#### Stated exercise:
Gather every line in the data below that contains the word "woman".

#### Data listing:
==============================

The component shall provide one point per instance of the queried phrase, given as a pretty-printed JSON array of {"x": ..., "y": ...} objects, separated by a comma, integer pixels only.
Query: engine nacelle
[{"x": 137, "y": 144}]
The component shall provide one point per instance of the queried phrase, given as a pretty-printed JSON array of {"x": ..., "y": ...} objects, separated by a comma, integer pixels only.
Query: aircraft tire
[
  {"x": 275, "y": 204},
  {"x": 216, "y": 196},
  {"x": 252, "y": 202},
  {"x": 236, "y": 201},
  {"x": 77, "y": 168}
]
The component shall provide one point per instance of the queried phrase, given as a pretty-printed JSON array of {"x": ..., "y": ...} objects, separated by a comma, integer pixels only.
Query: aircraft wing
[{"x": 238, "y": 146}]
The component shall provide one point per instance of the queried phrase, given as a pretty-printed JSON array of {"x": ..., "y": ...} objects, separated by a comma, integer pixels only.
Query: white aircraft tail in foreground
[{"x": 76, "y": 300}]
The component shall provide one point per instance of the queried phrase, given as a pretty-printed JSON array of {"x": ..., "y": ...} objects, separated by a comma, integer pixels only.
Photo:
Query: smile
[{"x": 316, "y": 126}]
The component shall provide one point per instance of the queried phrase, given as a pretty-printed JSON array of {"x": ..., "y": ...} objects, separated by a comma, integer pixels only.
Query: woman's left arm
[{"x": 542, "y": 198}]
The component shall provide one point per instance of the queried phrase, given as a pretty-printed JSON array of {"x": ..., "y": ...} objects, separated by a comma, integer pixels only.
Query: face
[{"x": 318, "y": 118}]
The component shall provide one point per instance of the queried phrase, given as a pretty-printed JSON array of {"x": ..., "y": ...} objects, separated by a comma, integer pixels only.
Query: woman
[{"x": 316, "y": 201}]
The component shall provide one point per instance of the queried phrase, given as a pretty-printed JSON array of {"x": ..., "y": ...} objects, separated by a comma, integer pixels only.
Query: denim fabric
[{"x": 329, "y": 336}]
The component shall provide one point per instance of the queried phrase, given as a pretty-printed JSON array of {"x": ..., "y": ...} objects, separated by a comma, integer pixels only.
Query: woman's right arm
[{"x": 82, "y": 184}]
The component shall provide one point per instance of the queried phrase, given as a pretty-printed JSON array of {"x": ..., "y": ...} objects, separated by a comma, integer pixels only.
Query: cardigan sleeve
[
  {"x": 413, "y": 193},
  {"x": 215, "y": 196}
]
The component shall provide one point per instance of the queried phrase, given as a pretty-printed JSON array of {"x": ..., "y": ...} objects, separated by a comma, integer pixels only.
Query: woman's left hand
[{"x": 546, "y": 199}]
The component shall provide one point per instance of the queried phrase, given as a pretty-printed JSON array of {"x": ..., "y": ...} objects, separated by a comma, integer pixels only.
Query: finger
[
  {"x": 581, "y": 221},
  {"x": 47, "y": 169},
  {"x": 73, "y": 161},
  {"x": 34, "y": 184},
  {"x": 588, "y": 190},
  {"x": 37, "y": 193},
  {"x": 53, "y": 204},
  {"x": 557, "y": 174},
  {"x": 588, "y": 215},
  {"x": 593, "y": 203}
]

==============================

#### Worked solution:
Query: woman's left arm
Query: woman
Query: woman's right arm
Query: woman's left hand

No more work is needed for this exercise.